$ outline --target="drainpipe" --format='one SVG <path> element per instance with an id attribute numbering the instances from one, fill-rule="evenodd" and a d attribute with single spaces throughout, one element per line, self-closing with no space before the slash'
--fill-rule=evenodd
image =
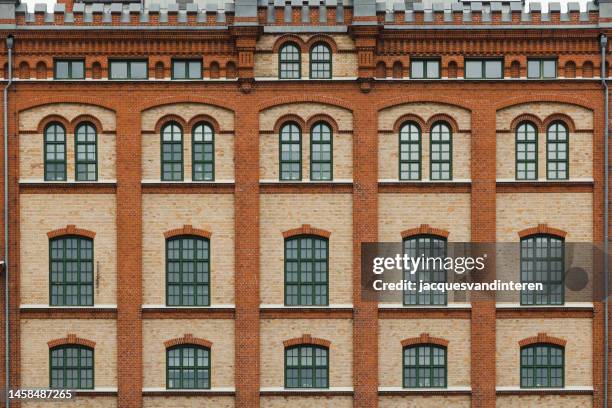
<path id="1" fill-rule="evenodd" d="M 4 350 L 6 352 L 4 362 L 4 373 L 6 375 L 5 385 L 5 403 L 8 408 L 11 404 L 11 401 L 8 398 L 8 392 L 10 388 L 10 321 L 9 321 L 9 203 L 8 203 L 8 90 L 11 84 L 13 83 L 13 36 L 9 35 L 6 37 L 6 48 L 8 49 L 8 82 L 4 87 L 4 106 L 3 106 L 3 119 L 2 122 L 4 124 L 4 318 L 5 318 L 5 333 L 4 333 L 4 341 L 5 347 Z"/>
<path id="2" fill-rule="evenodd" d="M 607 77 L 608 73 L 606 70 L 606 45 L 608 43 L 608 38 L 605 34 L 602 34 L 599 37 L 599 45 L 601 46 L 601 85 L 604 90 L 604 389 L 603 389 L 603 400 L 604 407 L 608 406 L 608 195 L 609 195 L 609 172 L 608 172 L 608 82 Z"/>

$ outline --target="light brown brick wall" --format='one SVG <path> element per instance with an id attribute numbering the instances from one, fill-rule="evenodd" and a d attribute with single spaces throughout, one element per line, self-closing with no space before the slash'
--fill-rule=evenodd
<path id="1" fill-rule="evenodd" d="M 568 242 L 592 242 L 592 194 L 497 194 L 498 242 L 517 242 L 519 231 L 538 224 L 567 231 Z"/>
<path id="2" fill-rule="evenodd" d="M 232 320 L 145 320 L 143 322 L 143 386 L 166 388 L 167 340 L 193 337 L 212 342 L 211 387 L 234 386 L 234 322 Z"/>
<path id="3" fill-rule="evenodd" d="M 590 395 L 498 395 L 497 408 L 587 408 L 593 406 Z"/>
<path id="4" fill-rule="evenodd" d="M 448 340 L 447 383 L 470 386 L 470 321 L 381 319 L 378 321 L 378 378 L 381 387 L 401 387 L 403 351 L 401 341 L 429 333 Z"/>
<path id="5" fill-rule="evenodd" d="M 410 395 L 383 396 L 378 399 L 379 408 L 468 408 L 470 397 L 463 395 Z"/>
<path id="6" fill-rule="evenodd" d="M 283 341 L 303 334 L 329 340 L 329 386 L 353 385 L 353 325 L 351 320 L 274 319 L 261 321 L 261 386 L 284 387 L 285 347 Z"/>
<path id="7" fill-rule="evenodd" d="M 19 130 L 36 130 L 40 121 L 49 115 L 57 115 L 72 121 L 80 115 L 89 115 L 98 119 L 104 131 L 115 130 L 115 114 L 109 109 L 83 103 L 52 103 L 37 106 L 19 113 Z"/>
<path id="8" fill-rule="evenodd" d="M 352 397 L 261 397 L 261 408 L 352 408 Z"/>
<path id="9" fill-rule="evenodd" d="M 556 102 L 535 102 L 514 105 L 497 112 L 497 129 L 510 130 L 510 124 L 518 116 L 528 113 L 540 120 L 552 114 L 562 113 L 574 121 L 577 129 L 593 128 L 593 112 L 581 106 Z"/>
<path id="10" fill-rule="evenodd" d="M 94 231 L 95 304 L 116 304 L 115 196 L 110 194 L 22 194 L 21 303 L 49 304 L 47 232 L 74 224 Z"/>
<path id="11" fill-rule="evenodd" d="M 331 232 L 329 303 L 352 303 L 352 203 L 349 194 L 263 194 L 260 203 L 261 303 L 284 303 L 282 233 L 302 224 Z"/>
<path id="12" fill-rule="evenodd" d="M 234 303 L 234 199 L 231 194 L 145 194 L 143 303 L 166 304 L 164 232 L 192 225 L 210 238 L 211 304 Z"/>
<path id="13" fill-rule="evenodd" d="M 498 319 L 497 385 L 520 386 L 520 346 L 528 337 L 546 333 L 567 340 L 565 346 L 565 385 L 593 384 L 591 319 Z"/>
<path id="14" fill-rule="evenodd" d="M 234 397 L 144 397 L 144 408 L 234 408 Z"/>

+ + +

How to complete this task: Within the records above, determine the number of lines that hold the word "slash" and return only that value.

Answer to this exercise: 2